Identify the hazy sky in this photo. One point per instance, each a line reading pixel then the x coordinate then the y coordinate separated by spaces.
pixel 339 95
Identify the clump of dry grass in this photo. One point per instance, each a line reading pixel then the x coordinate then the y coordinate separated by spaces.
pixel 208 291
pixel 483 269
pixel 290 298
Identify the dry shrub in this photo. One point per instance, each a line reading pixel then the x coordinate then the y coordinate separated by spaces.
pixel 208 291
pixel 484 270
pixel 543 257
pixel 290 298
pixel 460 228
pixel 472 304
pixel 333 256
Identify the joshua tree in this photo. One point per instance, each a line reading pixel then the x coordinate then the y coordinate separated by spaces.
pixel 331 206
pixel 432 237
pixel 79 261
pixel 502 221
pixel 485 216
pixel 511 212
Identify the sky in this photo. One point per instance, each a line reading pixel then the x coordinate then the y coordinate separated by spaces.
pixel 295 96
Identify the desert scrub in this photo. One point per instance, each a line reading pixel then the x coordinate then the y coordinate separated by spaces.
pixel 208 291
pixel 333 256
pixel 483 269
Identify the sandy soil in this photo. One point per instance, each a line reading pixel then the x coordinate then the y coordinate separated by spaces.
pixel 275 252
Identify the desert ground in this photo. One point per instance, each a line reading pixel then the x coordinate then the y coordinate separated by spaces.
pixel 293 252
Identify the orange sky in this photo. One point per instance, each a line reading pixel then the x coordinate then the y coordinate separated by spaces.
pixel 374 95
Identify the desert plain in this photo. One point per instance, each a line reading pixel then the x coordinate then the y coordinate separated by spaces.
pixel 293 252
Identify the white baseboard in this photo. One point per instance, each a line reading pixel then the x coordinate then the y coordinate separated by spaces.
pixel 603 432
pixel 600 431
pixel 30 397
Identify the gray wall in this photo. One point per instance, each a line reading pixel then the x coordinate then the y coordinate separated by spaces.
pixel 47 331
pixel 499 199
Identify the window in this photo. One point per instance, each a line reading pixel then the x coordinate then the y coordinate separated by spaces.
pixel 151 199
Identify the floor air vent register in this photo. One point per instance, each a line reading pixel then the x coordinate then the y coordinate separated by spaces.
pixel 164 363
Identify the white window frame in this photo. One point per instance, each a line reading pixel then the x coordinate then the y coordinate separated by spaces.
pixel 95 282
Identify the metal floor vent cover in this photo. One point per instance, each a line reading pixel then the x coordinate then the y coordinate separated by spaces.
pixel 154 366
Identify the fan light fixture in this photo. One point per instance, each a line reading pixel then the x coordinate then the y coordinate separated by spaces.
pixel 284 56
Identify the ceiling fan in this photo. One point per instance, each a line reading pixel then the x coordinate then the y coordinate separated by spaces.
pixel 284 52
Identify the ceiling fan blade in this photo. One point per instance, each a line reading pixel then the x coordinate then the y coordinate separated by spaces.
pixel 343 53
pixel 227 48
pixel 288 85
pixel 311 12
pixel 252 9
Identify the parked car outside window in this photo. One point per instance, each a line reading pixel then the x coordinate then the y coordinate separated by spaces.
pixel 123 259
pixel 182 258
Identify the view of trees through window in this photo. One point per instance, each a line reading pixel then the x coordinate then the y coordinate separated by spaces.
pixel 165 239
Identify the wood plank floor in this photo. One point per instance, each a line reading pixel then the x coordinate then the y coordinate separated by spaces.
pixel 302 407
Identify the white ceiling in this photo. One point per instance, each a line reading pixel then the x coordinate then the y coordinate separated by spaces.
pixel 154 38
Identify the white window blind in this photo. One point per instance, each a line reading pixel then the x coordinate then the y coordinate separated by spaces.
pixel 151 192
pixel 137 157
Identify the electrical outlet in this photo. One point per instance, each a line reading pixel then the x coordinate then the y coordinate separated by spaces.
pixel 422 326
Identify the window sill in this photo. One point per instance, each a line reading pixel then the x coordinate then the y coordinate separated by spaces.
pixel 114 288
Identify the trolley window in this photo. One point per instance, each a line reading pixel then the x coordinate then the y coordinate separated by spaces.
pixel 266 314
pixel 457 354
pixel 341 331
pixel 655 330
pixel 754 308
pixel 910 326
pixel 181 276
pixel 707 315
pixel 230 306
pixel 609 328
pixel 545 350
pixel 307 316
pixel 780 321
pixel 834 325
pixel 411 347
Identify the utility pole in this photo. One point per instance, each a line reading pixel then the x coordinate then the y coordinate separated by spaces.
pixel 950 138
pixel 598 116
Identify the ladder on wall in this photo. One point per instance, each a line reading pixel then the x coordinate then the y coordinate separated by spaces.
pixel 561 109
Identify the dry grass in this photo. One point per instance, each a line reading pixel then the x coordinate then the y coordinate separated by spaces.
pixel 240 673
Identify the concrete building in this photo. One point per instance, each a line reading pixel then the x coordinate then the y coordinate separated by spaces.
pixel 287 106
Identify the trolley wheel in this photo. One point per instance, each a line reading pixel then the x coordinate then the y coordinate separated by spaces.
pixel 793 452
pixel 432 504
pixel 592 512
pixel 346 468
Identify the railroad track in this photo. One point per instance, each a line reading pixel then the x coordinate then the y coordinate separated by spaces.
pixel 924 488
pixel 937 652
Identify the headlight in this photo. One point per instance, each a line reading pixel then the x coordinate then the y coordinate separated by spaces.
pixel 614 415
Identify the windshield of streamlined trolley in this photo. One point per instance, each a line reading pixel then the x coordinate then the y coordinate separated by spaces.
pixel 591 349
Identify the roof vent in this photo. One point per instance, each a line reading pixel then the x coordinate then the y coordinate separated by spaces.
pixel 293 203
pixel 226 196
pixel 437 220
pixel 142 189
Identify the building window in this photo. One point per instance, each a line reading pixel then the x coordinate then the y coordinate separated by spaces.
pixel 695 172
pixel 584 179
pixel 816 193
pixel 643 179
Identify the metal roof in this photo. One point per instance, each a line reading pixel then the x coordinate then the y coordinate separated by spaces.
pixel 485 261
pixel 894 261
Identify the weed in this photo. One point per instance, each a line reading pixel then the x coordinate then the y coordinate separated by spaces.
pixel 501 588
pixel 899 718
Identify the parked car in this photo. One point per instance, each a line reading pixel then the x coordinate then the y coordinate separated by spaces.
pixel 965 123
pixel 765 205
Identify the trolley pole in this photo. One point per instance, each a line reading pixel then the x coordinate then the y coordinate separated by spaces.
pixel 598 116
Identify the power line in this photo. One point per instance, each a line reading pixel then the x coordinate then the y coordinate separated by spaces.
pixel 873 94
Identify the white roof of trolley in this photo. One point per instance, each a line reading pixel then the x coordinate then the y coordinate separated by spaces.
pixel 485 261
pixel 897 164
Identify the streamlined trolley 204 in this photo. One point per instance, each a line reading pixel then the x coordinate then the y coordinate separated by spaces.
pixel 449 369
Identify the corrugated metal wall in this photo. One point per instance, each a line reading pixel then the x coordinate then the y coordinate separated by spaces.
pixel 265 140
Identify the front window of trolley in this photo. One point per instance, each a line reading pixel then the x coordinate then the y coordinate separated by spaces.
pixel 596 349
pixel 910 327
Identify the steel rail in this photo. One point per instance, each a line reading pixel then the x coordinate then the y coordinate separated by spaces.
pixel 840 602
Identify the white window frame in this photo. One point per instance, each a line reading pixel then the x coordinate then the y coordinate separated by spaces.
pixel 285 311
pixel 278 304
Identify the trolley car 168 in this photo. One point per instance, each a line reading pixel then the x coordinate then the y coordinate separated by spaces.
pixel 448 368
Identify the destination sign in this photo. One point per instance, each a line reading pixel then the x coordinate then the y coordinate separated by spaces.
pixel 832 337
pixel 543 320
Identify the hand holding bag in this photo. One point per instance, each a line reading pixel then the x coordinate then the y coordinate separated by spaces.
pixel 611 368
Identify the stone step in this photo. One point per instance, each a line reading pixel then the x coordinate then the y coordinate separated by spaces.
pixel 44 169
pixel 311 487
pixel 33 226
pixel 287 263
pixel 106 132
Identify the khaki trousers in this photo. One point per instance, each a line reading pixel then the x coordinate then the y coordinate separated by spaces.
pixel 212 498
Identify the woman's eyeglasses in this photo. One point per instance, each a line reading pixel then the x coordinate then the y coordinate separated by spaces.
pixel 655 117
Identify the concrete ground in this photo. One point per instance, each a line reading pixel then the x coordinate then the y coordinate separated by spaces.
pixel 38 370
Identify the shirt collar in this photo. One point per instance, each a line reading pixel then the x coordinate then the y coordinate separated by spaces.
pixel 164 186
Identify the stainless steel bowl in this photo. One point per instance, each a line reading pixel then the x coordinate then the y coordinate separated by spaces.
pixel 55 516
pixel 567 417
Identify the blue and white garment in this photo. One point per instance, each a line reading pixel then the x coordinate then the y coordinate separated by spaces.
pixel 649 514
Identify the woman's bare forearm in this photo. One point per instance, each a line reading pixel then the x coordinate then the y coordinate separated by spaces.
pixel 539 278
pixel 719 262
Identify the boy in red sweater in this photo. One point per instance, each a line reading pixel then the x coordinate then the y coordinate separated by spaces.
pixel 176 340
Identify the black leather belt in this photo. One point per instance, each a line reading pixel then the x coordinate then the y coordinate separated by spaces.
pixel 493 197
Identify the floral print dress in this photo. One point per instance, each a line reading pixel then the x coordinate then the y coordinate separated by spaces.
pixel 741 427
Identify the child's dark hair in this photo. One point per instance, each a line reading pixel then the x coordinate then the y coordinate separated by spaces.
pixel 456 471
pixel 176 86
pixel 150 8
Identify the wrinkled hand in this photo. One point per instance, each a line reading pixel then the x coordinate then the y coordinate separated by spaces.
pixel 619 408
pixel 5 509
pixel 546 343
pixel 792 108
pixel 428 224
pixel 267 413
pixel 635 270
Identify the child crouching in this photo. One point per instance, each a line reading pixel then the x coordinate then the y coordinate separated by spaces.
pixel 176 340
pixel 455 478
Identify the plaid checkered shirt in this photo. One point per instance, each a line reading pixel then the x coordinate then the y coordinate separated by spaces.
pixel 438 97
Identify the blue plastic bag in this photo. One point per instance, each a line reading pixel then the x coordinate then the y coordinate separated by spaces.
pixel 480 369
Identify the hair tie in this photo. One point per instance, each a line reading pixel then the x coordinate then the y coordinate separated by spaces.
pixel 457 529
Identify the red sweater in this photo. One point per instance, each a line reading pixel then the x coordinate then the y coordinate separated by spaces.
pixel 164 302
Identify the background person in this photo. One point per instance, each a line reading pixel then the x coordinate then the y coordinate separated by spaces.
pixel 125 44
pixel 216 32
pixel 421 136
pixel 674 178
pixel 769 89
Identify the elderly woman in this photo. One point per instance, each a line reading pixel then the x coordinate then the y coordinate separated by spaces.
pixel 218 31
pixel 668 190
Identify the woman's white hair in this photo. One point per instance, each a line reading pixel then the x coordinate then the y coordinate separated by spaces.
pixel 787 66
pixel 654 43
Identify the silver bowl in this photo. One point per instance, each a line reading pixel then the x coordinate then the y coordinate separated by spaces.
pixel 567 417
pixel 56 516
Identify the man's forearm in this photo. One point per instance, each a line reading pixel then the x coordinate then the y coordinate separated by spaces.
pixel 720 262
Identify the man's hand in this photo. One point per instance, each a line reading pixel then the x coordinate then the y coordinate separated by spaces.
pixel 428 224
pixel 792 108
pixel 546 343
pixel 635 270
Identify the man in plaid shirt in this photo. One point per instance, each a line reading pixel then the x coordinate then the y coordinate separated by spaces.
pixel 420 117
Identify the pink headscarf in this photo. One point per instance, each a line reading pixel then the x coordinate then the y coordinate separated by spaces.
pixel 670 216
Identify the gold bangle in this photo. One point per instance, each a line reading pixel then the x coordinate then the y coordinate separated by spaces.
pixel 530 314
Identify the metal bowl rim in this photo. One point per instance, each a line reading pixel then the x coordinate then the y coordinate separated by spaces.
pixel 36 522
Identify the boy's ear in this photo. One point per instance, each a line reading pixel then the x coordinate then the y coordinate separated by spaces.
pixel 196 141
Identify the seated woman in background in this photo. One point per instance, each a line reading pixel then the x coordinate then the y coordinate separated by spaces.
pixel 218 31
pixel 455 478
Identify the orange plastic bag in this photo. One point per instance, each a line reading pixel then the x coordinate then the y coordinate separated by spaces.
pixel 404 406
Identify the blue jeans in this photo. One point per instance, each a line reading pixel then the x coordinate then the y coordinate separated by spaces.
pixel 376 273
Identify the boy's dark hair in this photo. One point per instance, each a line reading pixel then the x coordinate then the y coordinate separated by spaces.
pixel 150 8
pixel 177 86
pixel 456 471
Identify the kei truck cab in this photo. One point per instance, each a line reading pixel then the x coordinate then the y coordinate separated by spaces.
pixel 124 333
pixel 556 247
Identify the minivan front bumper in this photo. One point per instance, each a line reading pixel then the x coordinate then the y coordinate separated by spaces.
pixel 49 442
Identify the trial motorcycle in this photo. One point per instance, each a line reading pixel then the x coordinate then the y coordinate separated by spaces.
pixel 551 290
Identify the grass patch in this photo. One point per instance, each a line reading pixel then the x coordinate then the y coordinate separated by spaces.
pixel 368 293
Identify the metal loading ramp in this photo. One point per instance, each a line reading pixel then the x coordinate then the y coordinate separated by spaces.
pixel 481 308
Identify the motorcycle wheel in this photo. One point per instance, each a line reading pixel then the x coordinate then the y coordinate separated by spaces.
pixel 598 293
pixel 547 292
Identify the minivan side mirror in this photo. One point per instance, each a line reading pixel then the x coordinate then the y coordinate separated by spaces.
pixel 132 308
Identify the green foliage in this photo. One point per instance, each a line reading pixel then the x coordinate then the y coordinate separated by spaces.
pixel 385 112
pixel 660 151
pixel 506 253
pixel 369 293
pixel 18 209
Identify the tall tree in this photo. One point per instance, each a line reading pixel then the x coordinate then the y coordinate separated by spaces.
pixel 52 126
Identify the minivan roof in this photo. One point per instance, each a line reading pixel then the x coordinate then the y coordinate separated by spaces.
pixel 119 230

---*---

GOAL
Render only the records from the line that contains "Identify the dry shrub" through the line that contains "pixel 295 96" as a two-column CSV with the header input,output. Give one row per record, with its instruction in input and its coordinate lines in output, each field in double quotes and every line break replaced by a space.

EXPECTED ANSWER
input,output
"Identify the dry shrub in this photo. One point per instance, each a line reading pixel then the x coordinate then the y coordinate separated by spaces.","pixel 208 291 pixel 484 270 pixel 543 257 pixel 290 298 pixel 460 228 pixel 472 304 pixel 333 256"
"Identify the joshua tree in this photo. One point per instance, each a line reading pixel then the x coordinate then the y coordinate separated by spaces.","pixel 331 206 pixel 432 237 pixel 79 261 pixel 502 221 pixel 485 216 pixel 511 212"
"Identify the sky in this photo. One point per instance, each a line reading pixel then the x coordinate then the y coordinate separated by spaces.","pixel 295 96"